Top of DATA FOR PROCESSING
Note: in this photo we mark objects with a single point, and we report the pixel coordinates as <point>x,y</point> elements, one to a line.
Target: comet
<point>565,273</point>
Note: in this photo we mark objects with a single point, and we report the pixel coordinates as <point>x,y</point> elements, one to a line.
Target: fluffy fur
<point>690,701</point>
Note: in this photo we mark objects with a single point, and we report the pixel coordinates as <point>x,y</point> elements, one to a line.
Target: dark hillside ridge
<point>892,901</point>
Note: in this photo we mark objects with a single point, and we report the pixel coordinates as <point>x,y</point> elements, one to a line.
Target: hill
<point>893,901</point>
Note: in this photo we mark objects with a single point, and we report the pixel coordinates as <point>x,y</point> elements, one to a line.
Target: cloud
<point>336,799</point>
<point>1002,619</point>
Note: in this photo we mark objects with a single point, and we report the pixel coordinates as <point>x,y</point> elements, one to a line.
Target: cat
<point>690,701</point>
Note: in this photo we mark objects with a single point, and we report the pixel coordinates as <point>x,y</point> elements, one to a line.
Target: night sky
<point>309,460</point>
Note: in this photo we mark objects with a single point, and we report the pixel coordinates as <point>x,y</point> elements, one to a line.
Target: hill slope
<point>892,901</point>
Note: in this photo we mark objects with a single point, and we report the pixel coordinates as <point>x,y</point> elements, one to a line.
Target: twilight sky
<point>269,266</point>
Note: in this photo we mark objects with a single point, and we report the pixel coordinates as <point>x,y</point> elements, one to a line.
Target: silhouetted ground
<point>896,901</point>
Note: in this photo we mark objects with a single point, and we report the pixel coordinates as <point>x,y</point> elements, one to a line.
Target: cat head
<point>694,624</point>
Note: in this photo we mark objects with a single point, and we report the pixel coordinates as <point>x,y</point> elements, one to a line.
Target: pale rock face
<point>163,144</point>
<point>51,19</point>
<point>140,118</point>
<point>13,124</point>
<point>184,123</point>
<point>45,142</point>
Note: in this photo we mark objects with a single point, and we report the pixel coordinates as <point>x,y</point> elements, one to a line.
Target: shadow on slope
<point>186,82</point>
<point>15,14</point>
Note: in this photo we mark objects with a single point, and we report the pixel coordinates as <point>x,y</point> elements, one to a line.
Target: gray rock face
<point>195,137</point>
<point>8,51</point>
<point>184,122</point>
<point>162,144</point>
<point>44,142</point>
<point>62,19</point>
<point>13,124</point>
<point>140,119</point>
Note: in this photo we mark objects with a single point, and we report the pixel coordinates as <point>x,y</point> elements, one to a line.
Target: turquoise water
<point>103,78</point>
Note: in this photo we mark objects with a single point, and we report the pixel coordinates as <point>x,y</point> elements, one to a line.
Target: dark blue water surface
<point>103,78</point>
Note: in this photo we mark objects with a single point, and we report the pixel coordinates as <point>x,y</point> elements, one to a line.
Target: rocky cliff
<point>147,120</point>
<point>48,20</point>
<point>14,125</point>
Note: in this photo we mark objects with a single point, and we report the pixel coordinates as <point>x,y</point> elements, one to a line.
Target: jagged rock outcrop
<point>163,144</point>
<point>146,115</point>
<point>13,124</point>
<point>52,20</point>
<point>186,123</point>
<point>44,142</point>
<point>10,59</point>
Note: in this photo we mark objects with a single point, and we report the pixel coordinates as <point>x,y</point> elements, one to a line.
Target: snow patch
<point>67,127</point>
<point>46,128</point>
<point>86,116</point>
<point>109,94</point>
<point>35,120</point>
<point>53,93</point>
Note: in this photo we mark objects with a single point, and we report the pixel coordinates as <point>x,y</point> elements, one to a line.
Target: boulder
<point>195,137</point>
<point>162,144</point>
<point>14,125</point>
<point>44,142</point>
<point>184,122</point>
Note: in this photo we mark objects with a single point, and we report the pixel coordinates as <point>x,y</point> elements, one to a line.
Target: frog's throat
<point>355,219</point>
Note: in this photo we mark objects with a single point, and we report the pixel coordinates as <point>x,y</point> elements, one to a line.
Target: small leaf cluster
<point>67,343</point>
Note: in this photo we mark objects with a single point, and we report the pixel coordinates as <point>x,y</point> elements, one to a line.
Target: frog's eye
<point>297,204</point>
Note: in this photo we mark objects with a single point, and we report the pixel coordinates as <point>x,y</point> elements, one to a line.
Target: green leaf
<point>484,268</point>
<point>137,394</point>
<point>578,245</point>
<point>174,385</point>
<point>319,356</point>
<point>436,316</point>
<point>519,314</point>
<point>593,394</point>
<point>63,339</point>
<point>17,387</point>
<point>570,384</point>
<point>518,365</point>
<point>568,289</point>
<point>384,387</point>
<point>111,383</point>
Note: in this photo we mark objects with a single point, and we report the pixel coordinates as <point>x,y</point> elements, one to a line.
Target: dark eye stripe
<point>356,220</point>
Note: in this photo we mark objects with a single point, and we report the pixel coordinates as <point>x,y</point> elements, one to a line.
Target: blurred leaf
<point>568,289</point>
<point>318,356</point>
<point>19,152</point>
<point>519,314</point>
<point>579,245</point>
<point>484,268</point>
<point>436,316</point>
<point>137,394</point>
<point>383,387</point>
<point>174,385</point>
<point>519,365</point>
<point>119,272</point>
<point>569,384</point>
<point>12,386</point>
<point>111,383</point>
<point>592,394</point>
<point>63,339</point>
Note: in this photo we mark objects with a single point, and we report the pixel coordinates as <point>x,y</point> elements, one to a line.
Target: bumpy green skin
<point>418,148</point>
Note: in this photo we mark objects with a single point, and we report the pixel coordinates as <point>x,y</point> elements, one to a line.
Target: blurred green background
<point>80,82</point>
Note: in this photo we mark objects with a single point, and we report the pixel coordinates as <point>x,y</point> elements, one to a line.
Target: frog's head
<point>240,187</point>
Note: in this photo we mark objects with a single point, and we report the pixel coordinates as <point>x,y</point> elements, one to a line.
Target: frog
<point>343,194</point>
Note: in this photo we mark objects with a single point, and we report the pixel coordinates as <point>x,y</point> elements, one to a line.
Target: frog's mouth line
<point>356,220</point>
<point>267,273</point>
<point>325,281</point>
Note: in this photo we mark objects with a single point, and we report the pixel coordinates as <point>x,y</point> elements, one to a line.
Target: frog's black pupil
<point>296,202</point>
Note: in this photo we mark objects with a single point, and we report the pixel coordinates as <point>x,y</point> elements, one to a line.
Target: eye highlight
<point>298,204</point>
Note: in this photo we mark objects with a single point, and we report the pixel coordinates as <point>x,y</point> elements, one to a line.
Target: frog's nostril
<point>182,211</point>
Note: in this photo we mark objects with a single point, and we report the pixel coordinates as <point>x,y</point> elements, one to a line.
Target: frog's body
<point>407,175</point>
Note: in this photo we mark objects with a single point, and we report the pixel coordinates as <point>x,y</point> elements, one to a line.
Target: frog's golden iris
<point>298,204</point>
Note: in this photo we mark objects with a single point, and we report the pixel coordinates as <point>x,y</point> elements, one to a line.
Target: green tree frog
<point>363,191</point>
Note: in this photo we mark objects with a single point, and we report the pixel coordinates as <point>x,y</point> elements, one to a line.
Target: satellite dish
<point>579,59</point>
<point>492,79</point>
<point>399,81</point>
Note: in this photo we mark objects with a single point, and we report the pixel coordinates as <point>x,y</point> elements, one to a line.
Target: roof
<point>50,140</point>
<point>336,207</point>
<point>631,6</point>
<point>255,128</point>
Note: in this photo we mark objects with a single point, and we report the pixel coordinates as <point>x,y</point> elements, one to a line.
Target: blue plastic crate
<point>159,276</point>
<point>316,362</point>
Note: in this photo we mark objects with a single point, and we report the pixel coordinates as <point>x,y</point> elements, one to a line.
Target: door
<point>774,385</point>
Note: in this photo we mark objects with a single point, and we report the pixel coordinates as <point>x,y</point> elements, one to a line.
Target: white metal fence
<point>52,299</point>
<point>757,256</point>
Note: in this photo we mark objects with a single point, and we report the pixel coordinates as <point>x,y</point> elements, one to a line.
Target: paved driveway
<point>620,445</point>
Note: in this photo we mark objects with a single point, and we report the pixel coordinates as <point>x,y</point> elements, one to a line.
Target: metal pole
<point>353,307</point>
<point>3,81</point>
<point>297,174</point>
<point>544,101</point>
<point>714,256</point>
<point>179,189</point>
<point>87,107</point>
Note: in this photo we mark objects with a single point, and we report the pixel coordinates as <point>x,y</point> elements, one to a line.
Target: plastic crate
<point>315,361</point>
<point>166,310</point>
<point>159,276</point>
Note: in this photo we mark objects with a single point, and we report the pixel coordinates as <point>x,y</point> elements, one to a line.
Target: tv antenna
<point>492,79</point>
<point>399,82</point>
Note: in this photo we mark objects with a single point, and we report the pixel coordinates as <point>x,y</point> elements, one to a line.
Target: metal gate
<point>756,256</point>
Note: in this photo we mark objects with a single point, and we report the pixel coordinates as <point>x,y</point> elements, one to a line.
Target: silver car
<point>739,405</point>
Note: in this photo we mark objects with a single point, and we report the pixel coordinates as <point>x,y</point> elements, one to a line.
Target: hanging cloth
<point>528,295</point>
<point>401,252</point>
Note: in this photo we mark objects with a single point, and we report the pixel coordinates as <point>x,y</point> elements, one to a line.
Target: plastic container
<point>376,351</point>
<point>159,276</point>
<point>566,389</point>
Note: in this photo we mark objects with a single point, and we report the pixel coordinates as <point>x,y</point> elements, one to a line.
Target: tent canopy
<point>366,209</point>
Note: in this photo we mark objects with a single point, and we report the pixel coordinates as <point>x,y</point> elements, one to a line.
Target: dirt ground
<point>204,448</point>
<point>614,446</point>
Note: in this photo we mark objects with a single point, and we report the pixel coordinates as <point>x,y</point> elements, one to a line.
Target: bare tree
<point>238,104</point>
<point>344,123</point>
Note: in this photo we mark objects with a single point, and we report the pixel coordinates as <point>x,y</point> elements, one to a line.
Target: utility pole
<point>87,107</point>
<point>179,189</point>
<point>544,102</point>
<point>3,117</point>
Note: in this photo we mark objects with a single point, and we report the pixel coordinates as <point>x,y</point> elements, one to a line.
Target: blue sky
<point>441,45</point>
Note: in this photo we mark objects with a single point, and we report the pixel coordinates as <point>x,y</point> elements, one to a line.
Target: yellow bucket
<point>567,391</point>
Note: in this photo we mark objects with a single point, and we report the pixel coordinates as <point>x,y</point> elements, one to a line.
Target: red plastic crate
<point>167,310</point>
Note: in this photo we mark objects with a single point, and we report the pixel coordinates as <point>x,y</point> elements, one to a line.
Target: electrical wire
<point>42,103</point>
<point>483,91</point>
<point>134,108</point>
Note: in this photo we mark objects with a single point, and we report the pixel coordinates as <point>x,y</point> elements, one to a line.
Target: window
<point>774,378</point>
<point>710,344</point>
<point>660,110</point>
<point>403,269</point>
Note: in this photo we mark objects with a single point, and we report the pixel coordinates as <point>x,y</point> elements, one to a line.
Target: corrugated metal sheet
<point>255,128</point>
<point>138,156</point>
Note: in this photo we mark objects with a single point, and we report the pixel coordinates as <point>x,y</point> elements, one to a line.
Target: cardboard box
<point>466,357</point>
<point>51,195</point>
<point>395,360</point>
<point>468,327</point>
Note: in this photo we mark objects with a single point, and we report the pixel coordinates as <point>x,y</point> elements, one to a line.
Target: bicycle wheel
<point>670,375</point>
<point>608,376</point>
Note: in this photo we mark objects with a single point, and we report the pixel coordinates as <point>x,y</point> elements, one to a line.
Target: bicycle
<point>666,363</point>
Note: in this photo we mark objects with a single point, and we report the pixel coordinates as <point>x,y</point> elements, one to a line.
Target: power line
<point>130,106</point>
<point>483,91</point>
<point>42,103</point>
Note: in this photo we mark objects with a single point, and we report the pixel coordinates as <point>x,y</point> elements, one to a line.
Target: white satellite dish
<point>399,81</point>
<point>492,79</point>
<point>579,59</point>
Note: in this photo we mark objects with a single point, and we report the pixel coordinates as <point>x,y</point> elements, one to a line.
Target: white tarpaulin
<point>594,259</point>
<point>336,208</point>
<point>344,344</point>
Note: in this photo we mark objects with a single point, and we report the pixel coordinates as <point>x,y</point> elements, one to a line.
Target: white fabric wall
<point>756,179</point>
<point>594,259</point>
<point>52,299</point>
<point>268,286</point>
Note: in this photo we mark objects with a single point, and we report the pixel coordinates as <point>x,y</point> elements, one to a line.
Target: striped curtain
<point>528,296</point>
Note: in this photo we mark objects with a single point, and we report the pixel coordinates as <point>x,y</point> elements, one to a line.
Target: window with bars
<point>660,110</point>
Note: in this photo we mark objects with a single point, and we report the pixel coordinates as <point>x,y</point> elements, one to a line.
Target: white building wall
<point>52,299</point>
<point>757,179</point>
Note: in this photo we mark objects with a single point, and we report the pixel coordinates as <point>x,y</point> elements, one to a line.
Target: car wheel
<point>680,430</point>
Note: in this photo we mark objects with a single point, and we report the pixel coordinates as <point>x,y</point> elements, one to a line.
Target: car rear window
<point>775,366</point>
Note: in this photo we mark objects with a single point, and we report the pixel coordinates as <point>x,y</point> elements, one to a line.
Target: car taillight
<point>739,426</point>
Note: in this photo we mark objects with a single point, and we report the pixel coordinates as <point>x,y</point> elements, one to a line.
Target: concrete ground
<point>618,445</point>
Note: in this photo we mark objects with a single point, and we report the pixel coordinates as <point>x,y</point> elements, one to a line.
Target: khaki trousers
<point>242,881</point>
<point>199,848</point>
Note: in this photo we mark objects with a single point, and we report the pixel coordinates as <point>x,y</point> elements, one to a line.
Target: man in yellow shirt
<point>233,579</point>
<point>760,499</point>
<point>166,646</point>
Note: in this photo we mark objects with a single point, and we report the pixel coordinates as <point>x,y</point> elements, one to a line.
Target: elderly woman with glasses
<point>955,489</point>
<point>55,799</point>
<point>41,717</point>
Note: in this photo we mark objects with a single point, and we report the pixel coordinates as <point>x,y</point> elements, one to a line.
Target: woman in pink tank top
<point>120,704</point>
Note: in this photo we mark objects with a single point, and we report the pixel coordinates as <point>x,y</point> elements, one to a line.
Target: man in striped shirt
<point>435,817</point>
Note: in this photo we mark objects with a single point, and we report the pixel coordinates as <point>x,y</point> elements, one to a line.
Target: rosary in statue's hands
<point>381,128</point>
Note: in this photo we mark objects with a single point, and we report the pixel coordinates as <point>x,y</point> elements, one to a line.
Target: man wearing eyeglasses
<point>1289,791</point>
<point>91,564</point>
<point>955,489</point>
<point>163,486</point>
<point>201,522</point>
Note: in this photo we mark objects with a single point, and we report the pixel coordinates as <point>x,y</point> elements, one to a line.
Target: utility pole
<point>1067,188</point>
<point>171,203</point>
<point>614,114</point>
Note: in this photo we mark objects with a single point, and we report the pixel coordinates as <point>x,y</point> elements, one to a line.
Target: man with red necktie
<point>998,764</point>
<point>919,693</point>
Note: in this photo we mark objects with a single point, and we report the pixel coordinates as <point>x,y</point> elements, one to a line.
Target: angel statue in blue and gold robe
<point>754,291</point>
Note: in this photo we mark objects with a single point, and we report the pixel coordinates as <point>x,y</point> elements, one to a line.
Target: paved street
Bottom of DATA FOR PROCESSING
#### [PROMPT]
Find the line containing "Target: woman in pink tank top", then output it and every line after it to the end of the data, exactly.

#### [RESPONSE]
Target: woman in pink tank top
<point>120,704</point>
Note: in this photo we mark objects with a single point, and we report the pixel coordinates as <point>x,y</point> elements, one to a line.
Target: man in striped shirt
<point>435,817</point>
Note: in this photo we mark objects with a single point, and we report the pixel coordinates as <point>x,y</point> elements, one to a line.
Target: rosary in statue's hands
<point>381,128</point>
Note: in this photo we mark objects with a single point, and we report the pixel coordinates as <point>x,y</point> elements, one to a line.
Target: man wearing eyeglasses
<point>1289,791</point>
<point>91,564</point>
<point>955,489</point>
<point>163,486</point>
<point>201,522</point>
Note: in this photo we mark objects with a single point, and we report the pixel coordinates as <point>x,y</point> elements, one to a line.
Target: utility pole
<point>1067,188</point>
<point>171,203</point>
<point>614,114</point>
Note: in this photo we mark objects with a single point, and we report the pixel coordinates as <point>x,y</point> elements, one to a line.
Target: man with red necktie
<point>998,764</point>
<point>919,693</point>
Note: in this photo we mark objects with a single point, and we report the pixel coordinates as <point>x,y</point> elements, one to a line.
Target: angel statue in blue and gold robe
<point>754,291</point>
Note: in this photo we mark objects with a single point, and we report the pixel coordinates as <point>x,y</point> elements, one to a line.
Target: paved street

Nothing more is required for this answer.